--- Consigne ---
Recopiez tel quel le passage du texte ci-dessous sur le Planning familial et le climat qui s'ouvre sur les mots contenant « Cette déclaration est » et se ferme sur « pays en développement. ».

--- Texte à lire ---
:::::
COP 21 : Répondre aux étonnantes revendications écologiques du Planning familial

Publié le 30 Nov, 2015

A l’occasion de la conférence sur le climat, le planning familial a publié un communiqué demandant que les « droits des femmes », particulièrement les « droits sexuels et reproductifs » soient « au centre des négociations ». Il y voit « un enjeu majeur pour l’élaboration de stratégies de développement durable ».

Gregor Puppinck, docteur en droit et directeur du European Center for Law and Justice réagit à ce communiqué pour Gènéthique.

 

« Investir pour les droits et la santé sexuelle et reproductive » serait « un pari gagnant pour le climat » ?

Cette déclaration est parfaitement conforme à la pensée du planning familial qui a toujours milité pour la réduction de la population mondiale, de préférence dans les pays en développement.

Cette pensée exprime la volonté de maîtriser, à l’échelle de la planète, les conditions de la vie et de l’évolution de l’espèce humaine. C’est une pensée directement issue de celle de Malthus.

La fondatrice du planning familial, Margaret Sanger, comme son alter ego britannique, Maria Stopes, mais aussi plusieurs des grandes figures historiques du mouvement environnementaliste, comme Sir Julian Huxley, sont des néo-malthusiens notoires, souvent d’ailleurs racistes et eugénistes. Ils envisagent l’humanité comme une espèce animale en compétition pour la maitrise et l’exploitation de son environnement naturel. Une espèce qu’il faut réguler artificiellement, pour juguler la prolifération de ses éléments les « moins évolués » et favoriser les plus civilisés. En limitant la population au bénéfice de ses éléments les plus « évolués », on réduit la concurrence au sein de l’espèce, notamment dans l’accès au ressources et on préserve l’environnement. On agit ainsi pour la paix, le développement et l’environnement. Le fait que le planning familial utilise l’occasion de cette conférence sur le climat pour promouvoir les politiques de limitation des naissances n’a donc rien d’étonnant.
:::::
--- Données fournies ---
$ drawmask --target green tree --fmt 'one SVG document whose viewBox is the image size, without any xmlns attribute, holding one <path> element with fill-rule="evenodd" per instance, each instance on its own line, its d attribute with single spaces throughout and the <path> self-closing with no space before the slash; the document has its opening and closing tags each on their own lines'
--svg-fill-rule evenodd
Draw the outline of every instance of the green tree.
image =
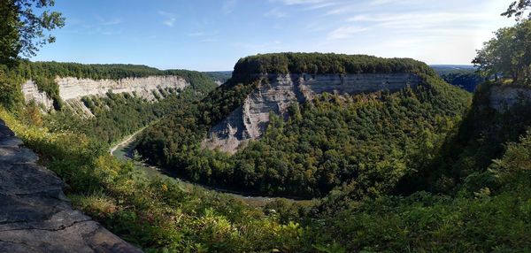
:::::
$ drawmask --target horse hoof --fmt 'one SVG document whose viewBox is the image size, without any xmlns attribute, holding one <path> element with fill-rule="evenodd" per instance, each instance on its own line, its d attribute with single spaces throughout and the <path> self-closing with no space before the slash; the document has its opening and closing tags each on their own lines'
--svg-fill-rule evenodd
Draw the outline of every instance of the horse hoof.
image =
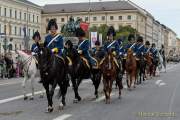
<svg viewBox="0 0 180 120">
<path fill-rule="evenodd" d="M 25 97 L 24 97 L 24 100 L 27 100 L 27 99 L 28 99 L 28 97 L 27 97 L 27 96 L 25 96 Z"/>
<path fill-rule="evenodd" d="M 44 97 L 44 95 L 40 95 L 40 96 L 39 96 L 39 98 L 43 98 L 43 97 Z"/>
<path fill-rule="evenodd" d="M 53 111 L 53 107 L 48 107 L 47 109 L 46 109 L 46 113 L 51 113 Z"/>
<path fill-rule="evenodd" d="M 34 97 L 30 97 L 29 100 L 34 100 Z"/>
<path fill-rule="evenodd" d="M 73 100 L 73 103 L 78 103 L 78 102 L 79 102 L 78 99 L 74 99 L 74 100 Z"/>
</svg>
:::::
--- Réponse attendue ---
Cette déclaration est parfaitement conforme à la pensée du planning familial qui a toujours milité pour la réduction de la population mondiale, de préférence dans les pays en développement.